Exercise description: Lines from the one containing "the green leaf" through the end of the data below are to be transcribed exactly; leave out all others.

Data:
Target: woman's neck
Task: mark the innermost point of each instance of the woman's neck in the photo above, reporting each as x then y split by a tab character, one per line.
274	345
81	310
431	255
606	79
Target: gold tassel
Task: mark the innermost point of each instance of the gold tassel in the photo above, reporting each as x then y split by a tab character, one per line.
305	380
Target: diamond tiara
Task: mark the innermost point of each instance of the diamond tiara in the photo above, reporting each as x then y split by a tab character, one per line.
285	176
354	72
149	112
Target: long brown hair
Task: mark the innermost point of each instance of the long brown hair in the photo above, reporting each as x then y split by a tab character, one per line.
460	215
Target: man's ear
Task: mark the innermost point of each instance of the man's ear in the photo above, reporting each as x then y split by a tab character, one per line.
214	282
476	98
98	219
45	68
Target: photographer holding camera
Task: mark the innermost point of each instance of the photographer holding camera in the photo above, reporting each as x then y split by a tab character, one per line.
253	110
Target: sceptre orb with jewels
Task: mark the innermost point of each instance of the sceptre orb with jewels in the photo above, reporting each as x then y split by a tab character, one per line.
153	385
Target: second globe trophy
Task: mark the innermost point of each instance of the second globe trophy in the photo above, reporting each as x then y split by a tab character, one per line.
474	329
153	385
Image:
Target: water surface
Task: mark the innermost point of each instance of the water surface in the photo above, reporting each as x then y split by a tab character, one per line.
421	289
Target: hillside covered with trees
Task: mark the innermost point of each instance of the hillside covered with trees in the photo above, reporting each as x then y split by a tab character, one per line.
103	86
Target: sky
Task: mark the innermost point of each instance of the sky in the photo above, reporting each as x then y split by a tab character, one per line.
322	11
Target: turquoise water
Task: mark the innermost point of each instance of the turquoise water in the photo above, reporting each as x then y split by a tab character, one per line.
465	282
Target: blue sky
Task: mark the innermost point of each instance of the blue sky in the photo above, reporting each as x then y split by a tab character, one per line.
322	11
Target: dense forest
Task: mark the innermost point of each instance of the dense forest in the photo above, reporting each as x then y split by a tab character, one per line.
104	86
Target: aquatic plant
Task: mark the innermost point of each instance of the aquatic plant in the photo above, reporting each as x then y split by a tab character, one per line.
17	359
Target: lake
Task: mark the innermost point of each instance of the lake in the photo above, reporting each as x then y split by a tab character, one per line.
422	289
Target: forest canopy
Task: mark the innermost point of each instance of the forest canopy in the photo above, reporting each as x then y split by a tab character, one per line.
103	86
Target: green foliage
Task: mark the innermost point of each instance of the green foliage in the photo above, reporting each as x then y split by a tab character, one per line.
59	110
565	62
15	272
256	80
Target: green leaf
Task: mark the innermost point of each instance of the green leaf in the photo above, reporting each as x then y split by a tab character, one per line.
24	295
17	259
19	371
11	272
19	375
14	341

Result of this task:
Task: mark the innermost point of each instance of the green leaf in the photo above, reporting each as x then y split by a tab character, one per line.
24	295
17	259
19	371
11	272
19	375
14	341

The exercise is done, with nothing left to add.